• _Übungsaufgaben_
1. Schreiben Sie aus dem Textauszug zum Impfstoffstreit den Abschnitt von „Im Herbst hatten“ bis einschließlich „Vereinbarung folgen wollen.“ wortgetreu ab.
2. Setzen Sie den Text über den Streit um die Impfstoffversorgung in Baden-Württemberg im Anschluss an seinen letzten Satz fort.

• _Textauszug_

——————

Im Streit um die Impfstoffversorgung bewegt sich die AOK Baden-Württemberg nicht. In einem Brief an alle Apotheken des Landes weist Kassenchef Dr. Christopher Hermann darauf hin, dass Apotheker sich einem „erheblichen Retaxierungsrisiko“ aussetzen, wenn sie nicht rabattierte Impfstoffe abgeben. Vielmehr sollten sie der Vereinbarung zwischen der AOK und den Ärzten folgen und Rezepte mit der Beschriftung „Impfstoff gegen...“ akzeptieren. Nach der Kassenärztlichen Vereinigung (KV) will nun auch die AOK eine Liste der kooperationswilligen Apotheken aufmachen.

Im Herbst hatten die Kassen mit den Ärzten vereinbart, dass diese statt einer namentlichen Verordnung lediglich „Impfstoff gegen ...“ verschreiben. Im Januar waren die ersten exklusiven Rabattverträge über Impfstoffe in Kraft getreten. Nach den Vorstellungen der AOK soll der Apotheker bei jeder Verordnung auf einem Plakat nachschauen, für welchen Impfstoff ein Rabattvertrag gilt.

Nach Ansicht des Landesapothekerverbands (LAV) verstößt dies jedoch gegen die Arzneimittelverschreibungs-Verordnung (AMVV). Der Verband war deshalb rechtlich gegen die Vereinbarung zwischen Ärzten und Krankenkassen vorgegangen. Die KV hatte das Vorgehen der Apotheker kritisiert und ebenfalls angekündigt, eine Liste der Apotheker zu veröffentlichen, die der Vereinbarung folgen wollen.

Mit ihrem Schreiben an die Apotheker will die AOK nun nochmals für „Transparenz und Rechtssicherheit“ sorgen. Es dürften keine Rechtsstreitigkeiten auf dem Rücken der Apotheker und Ärzte durchgeführt werden, so Hermann. Insbesondere wegen der wiederholten Verlautbarungen des LAV und aufgrund vieler Apotheker, die sich weigerten, entsprechende Rezepte einzulösen, sei die Umsetzung der Verträge noch „stark verbesserungsbedürftig“.

——————

Gespeicherte Einträge:

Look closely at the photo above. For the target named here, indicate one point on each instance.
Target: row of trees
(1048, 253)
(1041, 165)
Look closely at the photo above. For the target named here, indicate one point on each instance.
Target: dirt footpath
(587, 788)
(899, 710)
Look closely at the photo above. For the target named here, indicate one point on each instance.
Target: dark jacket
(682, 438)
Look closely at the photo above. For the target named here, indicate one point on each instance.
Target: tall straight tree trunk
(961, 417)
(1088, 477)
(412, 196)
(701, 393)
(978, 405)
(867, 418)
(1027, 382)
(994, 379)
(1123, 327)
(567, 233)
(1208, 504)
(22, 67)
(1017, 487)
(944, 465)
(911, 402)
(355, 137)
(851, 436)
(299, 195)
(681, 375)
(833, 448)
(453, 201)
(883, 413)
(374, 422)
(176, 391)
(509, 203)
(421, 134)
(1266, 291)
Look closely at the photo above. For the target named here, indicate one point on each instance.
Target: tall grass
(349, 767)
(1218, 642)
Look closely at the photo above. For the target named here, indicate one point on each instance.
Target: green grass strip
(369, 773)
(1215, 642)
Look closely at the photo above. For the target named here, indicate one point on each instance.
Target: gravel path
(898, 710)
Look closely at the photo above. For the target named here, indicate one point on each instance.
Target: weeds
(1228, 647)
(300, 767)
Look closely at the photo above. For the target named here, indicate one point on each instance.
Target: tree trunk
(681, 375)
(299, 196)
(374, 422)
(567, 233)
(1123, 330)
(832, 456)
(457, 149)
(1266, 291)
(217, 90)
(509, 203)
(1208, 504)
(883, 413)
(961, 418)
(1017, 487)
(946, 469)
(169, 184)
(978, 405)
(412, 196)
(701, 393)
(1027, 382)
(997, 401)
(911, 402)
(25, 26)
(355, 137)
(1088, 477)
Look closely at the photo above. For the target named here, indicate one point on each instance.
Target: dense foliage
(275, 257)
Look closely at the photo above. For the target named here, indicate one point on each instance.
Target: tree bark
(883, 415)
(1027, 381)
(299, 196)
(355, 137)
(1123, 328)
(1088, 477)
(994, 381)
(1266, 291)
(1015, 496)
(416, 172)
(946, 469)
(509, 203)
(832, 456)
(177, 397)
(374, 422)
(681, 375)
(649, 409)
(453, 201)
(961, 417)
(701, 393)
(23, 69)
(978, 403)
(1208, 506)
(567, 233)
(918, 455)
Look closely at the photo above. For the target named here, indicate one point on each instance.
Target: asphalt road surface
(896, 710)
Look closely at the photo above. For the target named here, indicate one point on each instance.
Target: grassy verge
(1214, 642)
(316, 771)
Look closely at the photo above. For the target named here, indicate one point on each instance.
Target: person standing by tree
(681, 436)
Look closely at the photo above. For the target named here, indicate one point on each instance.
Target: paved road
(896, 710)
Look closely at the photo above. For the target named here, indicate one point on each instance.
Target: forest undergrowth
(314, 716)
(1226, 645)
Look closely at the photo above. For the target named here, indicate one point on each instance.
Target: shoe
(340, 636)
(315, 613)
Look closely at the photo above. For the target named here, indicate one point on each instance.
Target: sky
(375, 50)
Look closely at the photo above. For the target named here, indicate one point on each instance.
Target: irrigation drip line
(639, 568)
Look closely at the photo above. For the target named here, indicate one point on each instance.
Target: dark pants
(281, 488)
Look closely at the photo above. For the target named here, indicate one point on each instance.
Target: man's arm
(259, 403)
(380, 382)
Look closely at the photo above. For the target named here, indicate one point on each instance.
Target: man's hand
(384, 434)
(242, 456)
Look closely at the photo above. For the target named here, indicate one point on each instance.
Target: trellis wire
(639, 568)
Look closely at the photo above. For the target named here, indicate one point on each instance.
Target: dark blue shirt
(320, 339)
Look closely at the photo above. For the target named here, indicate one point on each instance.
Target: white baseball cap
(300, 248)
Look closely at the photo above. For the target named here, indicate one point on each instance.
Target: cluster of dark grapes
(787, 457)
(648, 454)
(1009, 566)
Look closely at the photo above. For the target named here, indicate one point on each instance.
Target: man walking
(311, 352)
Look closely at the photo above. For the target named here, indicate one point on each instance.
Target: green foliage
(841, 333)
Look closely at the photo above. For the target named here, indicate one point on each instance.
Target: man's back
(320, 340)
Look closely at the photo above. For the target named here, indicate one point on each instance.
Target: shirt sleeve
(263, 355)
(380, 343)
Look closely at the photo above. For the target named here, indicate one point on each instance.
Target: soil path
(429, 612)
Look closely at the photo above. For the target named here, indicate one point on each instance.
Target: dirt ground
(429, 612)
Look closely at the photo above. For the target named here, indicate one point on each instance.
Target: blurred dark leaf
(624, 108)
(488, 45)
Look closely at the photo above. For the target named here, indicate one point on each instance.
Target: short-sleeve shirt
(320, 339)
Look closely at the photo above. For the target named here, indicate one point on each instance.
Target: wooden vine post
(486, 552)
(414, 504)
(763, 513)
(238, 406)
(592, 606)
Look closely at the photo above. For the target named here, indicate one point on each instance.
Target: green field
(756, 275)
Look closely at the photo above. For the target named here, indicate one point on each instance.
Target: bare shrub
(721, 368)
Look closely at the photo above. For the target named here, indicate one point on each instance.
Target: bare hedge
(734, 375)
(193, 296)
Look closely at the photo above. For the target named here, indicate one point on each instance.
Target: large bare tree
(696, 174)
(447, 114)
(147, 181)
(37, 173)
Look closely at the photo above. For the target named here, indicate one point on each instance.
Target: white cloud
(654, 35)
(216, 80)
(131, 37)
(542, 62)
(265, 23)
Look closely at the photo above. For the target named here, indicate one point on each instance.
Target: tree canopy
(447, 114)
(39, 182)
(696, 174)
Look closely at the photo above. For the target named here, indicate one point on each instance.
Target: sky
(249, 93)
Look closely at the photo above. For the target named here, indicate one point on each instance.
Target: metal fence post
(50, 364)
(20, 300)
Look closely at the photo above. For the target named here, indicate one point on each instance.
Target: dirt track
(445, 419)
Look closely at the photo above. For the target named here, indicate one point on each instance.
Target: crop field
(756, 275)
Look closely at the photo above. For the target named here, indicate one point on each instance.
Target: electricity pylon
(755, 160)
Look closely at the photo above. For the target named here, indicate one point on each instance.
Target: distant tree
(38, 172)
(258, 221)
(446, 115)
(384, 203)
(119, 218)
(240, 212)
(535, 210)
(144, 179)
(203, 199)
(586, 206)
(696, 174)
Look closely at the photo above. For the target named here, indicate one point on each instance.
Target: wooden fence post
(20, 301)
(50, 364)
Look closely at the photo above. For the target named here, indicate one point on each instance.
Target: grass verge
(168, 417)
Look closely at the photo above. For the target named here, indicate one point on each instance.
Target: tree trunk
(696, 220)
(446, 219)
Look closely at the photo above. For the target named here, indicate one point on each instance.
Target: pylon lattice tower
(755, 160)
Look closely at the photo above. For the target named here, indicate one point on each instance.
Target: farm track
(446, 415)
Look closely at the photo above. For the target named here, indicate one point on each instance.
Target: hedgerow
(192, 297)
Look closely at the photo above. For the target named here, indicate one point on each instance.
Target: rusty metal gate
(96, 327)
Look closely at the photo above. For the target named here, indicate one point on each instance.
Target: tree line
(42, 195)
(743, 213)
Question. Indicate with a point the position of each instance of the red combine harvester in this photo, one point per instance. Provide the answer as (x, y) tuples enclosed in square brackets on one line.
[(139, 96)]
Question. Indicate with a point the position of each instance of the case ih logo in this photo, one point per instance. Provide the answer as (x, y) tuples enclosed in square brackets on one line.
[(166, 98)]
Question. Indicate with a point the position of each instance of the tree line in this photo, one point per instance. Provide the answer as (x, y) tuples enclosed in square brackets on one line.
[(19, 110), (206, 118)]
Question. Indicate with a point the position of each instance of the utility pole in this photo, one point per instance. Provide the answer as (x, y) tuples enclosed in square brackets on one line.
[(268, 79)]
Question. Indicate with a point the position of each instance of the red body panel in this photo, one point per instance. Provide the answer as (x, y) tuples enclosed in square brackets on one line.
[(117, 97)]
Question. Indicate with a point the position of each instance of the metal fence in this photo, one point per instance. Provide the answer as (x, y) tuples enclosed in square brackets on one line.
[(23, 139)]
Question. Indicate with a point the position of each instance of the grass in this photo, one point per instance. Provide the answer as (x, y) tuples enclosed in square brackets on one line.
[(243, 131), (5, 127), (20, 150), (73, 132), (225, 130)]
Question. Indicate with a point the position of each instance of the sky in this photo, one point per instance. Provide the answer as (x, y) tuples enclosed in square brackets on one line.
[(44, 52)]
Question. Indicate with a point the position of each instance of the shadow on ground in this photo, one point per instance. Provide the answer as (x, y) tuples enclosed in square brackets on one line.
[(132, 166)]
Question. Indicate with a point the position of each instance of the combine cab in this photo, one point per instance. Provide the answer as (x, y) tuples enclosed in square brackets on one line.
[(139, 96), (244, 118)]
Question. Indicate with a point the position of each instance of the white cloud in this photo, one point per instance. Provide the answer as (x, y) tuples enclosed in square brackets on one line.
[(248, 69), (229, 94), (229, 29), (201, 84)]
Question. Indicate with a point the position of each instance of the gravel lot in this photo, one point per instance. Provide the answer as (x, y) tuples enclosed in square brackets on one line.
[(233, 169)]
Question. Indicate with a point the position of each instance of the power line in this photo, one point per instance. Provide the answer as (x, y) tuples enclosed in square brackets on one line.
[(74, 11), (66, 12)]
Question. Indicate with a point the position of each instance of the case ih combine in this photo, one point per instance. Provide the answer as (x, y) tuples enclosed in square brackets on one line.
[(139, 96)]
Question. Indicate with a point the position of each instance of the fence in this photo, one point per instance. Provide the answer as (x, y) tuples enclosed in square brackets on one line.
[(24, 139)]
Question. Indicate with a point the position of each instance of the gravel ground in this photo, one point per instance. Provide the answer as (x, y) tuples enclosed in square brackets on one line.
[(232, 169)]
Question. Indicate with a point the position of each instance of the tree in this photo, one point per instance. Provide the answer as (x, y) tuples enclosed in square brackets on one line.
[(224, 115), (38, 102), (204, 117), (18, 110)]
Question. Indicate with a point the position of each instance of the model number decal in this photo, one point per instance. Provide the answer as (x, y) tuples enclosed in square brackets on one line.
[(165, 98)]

——————

• _Lösungen_
1.
Im Herbst hatten die Kassen mit den Ärzten vereinbart, dass diese statt einer namentlichen Verordnung lediglich „Impfstoff gegen ...“ verschreiben. Im Januar waren die ersten exklusiven Rabattverträge über Impfstoffe in Kraft getreten. Nach den Vorstellungen der AOK soll der Apotheker bei jeder Verordnung auf einem Plakat nachschauen, für welchen Impfstoff ein Rabattvertrag gilt.

Nach Ansicht des Landesapothekerverbands (LAV) verstößt dies jedoch gegen die Arzneimittelverschreibungs-Verordnung (AMVV). Der Verband war deshalb rechtlich gegen die Vereinbarung zwischen Ärzten und Krankenkassen vorgegangen. Die KV hatte das Vorgehen der Apotheker kritisiert und ebenfalls angekündigt, eine Liste der Apotheker zu veröffentlichen, die der Vereinbarung folgen wollen.

2.
Die Kasse stellt klar, dass grundsätzlich keine nicht rabattierten Impfstoffe verordnet und abgegeben werden dürften. Ausnahmen seien zwar in Einzelfällen zulässig. Diese müssten sowohl Ärzte als auch Apotheker begründen, die Mediziner müssten solche Ausnahmen mit einem „A“ auf dem Rezept kennzeichnen.

Die AOK betont außerdem, dass die Verordnungsweise „Impfstoff gegen...“ der „vereinfachten Umsetzung der Rabattverträge“ diene. Bediene sich ein Arzt dieser Formulierung, gebe er „eindeutig und zwiefelsfrei“ zu erkennen, dass er einen rabattierten Impfstoff verordnet.

Die Apotheker hatten gegen diese Verordnungsweise Klage eingelegt, aus Sicht der Kasse ist sie „rechtlich einwandfrei“. Auch für Apotheker gebe es keine Bedenken, solange sie der Abmachung folgen: „Insbesondere laufen Apotheker, die solche Verordnungen akzeptieren, keine Gefahr, einer Retaxierung unterworfen zu sein.“

Die Kasse bittet die Pharmazeuten aus dem „Ländle“ nun ausdrücklich um ihre Unterstützung. Und: Die Apotheker sollen der Kasse mitteilen, ob sie der vereinbarten Verordnungsweise folgen. Man wolle die „Kooperationsbereitschaft“ der Apotheker den Ärzten mitteilen.

Der Impfstoff-Streit in Baden-Württemberg hat auch Auswirkungen auf die Bundesebene: Seit Monaten liegen dem Deutschen Apothekerverband (DAV) und dem GKV-Spitzenverband ein fertiger neuer Rahmenvertrag vor, in dem unter anderem der Umgang mit Null-Retaxationen aufgrund von Formfehlern geregelt werden soll.

Dem Vernehmen nach soll aber insbesondere die AOK Baden-Württemberg die Unterschrift blockiert haben, weil sie die Verordnungs- und Vorgehensweise bei Impfstoff-Rabattverträgen gerne in den Rahmenvertrag aufnehmen möchte.